(Excerpts from segmentation records)
|---|
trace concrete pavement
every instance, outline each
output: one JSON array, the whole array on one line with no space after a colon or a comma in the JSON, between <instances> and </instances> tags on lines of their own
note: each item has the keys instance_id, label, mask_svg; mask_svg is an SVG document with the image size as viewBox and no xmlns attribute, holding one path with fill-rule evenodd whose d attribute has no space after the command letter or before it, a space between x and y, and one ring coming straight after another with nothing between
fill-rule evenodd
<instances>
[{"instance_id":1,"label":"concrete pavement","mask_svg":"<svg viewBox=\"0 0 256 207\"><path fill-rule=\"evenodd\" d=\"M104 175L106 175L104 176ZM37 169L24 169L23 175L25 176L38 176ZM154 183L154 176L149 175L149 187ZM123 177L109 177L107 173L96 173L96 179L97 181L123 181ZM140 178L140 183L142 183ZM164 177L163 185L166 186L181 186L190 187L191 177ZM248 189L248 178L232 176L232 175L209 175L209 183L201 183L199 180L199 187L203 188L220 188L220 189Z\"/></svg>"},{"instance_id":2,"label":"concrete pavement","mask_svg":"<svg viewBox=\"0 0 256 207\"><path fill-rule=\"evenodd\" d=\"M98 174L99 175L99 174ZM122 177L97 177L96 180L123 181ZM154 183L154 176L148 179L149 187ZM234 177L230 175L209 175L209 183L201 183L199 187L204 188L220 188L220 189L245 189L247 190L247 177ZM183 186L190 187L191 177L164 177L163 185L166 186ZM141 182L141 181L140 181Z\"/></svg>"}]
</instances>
|---|
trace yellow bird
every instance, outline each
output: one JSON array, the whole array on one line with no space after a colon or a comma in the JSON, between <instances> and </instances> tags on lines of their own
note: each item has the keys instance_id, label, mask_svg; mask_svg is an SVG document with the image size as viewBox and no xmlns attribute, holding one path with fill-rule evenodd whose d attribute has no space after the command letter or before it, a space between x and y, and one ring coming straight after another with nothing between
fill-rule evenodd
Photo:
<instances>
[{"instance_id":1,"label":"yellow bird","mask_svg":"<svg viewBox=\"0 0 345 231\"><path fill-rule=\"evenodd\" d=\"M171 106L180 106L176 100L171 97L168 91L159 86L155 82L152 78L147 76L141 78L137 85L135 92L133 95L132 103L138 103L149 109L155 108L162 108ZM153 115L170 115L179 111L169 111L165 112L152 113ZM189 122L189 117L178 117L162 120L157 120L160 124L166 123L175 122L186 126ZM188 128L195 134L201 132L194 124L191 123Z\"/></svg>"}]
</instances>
|---|
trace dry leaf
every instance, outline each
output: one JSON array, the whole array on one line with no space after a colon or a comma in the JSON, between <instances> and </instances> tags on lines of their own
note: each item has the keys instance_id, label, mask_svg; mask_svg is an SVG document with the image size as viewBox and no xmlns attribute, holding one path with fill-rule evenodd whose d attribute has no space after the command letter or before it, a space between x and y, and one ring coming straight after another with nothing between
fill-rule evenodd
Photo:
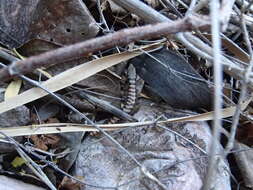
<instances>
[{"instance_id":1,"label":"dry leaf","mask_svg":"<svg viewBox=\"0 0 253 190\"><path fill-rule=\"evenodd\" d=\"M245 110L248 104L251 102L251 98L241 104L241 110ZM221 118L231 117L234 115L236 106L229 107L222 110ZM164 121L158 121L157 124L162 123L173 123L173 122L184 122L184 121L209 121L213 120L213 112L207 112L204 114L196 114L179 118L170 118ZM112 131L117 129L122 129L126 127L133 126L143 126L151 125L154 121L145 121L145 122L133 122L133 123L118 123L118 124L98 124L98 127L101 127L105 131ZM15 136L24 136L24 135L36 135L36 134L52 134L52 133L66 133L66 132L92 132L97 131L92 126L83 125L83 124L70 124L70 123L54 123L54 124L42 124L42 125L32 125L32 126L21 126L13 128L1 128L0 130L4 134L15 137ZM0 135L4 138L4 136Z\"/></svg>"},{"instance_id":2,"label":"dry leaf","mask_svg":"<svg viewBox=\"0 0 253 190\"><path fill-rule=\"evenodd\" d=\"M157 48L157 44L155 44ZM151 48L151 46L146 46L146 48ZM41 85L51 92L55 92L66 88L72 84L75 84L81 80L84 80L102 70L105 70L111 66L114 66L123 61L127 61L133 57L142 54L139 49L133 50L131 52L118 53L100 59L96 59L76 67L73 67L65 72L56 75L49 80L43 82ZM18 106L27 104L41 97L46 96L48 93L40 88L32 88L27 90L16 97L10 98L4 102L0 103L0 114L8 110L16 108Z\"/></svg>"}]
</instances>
|---|
TASK DETAILS – Copy everything from the line containing "trace concrete pavement" down to the line containing "175L106 175L104 176ZM37", replacing "outline" with "delineate" and leaving everything else unchanged.

RESULT FOR THIS EXERCISE –
trace concrete pavement
every instance, delineate each
output: one JSON array, the whole array on one line with no space after a colon or a comma in the JSON, between <instances> and </instances> tags on lines of their own
note: each item has the keys instance_id, label, mask_svg; mask_svg is an SVG document with the image size as viewBox and no xmlns attribute, holding one path with fill-rule evenodd whose d attribute has no space after the command letter or before it, a space between x and y, and one ring coming straight after another with nothing between
fill-rule evenodd
<instances>
[{"instance_id":1,"label":"concrete pavement","mask_svg":"<svg viewBox=\"0 0 256 207\"><path fill-rule=\"evenodd\" d=\"M104 175L106 175L104 176ZM37 169L24 169L23 175L25 176L38 176ZM154 183L154 176L149 175L149 187ZM123 177L109 177L107 173L96 173L96 179L97 181L123 181ZM140 178L140 183L142 183ZM164 177L163 185L166 186L181 186L190 187L191 177ZM248 189L248 178L232 176L232 175L209 175L209 183L201 183L199 180L199 187L203 188L220 188L220 189Z\"/></svg>"},{"instance_id":2,"label":"concrete pavement","mask_svg":"<svg viewBox=\"0 0 256 207\"><path fill-rule=\"evenodd\" d=\"M98 174L99 175L99 174ZM122 177L97 177L96 180L123 181ZM154 183L154 176L148 179L149 187ZM234 177L230 175L209 175L209 183L201 183L199 187L204 188L220 188L220 189L245 189L247 190L247 177ZM183 186L190 187L191 177L164 177L163 185L166 186ZM141 182L141 181L140 181Z\"/></svg>"}]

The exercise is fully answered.